Given task — Reproduce the records below without changes, starting with the line that contains "Category: jacket sleeve" and going on through the last line of the records.

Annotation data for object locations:
--- Start ---
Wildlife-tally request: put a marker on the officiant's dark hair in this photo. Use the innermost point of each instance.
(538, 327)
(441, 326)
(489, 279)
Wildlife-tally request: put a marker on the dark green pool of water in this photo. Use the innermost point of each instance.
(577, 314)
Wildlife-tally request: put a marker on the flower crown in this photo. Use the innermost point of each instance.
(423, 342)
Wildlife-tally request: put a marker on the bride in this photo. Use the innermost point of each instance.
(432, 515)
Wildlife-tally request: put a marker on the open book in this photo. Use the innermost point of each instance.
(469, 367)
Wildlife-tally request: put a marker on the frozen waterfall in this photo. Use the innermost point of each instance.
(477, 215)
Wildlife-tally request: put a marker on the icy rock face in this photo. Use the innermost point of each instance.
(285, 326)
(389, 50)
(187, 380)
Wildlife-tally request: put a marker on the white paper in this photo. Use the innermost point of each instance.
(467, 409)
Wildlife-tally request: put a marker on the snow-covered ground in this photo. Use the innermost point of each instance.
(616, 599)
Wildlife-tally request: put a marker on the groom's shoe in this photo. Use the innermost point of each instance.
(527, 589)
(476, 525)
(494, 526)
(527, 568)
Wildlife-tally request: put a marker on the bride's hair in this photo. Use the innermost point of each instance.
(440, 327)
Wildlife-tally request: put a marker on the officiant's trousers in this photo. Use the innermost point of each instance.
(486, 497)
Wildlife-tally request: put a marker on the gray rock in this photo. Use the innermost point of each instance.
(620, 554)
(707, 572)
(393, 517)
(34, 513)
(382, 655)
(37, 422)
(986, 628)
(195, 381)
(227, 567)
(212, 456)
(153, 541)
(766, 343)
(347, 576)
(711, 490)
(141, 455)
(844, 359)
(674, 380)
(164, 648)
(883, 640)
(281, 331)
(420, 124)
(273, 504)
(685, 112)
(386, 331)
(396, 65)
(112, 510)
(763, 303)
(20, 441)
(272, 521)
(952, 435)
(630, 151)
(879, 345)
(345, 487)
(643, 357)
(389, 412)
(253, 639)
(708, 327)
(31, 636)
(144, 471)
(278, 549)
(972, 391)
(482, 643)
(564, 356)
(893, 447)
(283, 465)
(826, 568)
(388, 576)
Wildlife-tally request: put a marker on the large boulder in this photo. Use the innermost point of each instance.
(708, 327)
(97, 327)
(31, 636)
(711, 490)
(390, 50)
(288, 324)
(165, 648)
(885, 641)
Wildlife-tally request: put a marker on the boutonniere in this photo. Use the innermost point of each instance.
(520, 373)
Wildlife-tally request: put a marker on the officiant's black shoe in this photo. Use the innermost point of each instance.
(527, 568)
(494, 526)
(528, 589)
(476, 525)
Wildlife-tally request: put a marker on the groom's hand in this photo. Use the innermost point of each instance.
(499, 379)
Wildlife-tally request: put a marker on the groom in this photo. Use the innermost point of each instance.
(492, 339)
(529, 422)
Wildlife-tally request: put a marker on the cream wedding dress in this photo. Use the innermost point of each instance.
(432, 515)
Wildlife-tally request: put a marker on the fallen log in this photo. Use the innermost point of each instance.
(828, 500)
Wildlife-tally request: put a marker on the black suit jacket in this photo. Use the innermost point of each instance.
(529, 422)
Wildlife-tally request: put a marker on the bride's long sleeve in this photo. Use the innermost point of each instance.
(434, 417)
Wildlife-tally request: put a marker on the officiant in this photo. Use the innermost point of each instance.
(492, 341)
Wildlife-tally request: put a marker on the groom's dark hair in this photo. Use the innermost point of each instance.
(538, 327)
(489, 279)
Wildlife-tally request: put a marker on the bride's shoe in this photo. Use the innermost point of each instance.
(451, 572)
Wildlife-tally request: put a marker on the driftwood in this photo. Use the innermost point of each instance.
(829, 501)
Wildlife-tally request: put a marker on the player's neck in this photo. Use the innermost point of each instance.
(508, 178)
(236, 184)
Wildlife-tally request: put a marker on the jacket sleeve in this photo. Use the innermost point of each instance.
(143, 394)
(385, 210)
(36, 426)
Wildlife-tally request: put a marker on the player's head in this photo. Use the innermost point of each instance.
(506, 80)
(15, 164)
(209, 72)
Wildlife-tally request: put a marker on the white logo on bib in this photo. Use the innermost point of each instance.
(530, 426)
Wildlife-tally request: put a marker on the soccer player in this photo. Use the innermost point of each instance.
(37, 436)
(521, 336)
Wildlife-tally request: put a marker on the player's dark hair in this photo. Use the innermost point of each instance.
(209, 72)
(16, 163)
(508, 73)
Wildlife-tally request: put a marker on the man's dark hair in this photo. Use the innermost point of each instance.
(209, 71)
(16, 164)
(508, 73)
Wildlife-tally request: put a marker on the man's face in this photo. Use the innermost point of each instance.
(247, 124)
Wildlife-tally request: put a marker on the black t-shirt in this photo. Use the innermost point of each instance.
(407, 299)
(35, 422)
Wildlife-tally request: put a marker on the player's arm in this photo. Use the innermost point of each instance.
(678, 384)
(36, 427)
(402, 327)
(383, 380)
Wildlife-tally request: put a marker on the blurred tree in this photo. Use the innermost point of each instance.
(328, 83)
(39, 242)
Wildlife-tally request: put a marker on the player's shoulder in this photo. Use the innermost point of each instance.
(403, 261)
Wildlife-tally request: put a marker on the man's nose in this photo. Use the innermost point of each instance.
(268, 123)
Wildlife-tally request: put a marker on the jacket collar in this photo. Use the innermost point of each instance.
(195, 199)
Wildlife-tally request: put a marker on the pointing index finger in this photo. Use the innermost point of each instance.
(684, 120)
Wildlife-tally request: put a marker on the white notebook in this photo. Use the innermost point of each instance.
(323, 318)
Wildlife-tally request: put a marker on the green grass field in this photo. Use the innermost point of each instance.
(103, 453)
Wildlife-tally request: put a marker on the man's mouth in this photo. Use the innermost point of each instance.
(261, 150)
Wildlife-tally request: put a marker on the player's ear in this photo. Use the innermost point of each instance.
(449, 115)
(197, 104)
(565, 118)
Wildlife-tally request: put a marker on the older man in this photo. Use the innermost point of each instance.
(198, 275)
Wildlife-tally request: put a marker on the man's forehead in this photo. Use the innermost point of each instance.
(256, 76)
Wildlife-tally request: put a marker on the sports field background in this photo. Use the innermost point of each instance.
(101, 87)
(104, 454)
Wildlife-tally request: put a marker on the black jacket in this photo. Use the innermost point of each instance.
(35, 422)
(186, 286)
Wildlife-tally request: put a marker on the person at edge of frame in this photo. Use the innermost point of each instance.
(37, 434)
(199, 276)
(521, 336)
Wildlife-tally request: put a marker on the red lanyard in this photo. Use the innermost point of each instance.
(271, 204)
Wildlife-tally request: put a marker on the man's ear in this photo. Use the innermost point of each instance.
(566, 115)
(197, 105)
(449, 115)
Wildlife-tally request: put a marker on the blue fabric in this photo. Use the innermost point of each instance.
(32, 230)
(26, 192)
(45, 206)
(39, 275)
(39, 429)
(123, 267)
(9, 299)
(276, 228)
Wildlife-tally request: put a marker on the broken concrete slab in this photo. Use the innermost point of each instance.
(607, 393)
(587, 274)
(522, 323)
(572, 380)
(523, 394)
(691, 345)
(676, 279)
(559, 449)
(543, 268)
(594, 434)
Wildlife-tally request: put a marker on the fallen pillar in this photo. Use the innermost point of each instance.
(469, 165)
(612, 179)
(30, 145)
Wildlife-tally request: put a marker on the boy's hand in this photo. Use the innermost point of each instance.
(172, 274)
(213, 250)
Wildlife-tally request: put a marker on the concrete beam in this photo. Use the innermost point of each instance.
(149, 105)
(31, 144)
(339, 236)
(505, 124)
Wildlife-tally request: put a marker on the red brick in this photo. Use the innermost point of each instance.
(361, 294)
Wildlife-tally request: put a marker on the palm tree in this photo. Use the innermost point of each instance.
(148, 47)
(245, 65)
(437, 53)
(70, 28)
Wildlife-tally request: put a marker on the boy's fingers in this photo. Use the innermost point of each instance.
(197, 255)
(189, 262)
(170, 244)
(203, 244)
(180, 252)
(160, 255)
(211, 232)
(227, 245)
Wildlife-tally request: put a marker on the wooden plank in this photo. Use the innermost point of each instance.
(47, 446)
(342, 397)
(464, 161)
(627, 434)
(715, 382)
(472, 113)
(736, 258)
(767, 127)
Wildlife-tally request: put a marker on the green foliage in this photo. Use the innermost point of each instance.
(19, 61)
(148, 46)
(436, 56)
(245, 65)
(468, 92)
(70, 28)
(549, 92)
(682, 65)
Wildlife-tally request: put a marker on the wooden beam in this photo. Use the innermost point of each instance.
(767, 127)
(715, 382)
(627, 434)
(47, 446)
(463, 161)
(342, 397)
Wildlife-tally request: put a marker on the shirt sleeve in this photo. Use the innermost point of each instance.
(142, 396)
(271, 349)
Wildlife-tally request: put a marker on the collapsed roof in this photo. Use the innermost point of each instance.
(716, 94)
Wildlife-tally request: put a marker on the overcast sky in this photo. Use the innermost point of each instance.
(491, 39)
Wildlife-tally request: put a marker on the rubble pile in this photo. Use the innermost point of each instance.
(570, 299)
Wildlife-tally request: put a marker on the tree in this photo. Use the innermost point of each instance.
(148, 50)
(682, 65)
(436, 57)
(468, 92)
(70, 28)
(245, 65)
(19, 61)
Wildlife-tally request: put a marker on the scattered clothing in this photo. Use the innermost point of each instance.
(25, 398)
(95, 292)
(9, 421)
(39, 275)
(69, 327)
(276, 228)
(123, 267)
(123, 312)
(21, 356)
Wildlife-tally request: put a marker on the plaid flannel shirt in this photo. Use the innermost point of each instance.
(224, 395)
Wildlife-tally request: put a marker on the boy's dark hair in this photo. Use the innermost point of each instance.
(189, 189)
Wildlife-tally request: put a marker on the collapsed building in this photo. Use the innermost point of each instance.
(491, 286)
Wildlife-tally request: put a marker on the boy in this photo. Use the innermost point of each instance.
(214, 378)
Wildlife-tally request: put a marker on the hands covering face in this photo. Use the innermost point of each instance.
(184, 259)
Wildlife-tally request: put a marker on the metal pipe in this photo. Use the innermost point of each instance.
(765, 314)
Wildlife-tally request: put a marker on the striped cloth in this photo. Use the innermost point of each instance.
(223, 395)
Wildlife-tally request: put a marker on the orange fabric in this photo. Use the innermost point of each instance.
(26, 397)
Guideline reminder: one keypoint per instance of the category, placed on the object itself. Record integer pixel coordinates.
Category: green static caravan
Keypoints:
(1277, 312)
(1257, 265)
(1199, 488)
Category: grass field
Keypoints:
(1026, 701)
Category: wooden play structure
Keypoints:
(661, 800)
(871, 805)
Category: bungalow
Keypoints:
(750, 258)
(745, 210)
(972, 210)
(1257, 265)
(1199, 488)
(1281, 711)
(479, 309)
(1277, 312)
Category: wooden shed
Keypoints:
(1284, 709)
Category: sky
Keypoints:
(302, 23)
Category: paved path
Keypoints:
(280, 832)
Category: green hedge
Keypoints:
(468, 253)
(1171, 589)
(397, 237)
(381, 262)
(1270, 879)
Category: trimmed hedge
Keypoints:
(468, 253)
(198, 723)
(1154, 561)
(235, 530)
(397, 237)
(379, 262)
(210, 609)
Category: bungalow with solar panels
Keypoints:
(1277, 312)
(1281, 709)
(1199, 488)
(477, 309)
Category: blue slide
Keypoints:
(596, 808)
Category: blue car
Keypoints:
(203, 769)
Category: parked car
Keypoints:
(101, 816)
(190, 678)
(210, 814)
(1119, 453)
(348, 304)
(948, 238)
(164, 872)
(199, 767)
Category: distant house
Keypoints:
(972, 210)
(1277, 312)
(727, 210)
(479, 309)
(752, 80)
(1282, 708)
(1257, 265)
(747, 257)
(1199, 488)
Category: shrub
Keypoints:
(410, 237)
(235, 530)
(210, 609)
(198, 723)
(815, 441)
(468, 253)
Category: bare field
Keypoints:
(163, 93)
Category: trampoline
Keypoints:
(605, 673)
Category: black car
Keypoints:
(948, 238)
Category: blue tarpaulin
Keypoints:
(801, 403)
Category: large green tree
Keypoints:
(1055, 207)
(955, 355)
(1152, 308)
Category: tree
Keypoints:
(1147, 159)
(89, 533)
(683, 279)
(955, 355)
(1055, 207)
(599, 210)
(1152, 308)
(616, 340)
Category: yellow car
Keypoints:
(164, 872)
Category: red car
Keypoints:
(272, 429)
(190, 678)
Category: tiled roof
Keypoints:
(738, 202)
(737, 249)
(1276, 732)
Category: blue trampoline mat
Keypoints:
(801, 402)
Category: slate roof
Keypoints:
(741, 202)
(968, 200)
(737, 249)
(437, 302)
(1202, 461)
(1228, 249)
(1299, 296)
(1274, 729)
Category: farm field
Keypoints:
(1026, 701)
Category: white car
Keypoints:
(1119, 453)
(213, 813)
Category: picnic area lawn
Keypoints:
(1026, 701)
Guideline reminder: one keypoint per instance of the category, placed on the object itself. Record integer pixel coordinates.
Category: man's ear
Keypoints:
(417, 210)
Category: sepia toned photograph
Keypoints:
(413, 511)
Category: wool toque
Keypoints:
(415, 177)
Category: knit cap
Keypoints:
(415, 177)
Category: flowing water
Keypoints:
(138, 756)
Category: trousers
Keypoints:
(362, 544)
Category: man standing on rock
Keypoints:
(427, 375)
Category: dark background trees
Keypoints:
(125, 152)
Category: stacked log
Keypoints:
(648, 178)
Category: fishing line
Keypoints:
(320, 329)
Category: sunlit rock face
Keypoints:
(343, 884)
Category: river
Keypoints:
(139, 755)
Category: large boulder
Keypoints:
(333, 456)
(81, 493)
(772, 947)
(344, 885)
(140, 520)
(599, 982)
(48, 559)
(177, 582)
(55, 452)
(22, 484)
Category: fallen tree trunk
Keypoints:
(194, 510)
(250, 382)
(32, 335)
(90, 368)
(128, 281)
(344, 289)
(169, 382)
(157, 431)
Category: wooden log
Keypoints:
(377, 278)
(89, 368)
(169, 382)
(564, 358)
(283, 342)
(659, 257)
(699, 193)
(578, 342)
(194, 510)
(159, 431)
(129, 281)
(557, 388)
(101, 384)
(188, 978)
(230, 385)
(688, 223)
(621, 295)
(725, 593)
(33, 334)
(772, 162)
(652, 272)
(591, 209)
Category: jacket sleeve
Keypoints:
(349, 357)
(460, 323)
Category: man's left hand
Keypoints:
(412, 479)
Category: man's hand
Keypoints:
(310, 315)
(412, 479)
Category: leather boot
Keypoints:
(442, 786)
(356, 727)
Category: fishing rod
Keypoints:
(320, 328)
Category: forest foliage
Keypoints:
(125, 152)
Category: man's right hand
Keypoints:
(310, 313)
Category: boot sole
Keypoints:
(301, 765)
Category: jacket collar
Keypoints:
--- End ---
Answer to the task —
Category: jacket sleeve
Keypoints:
(349, 357)
(460, 323)
Category: man's left hand
Keypoints:
(412, 479)
Category: man's hand
Keypoints:
(310, 315)
(412, 479)
Category: leather boot
Keypoints:
(442, 786)
(356, 727)
Category: fishing rod
Keypoints:
(320, 328)
Category: forest foliage
Keypoints:
(125, 152)
Category: man's right hand
Keypoints:
(310, 313)
Category: boot sole
Keypoints:
(301, 765)
Category: jacket collar
Keypoints:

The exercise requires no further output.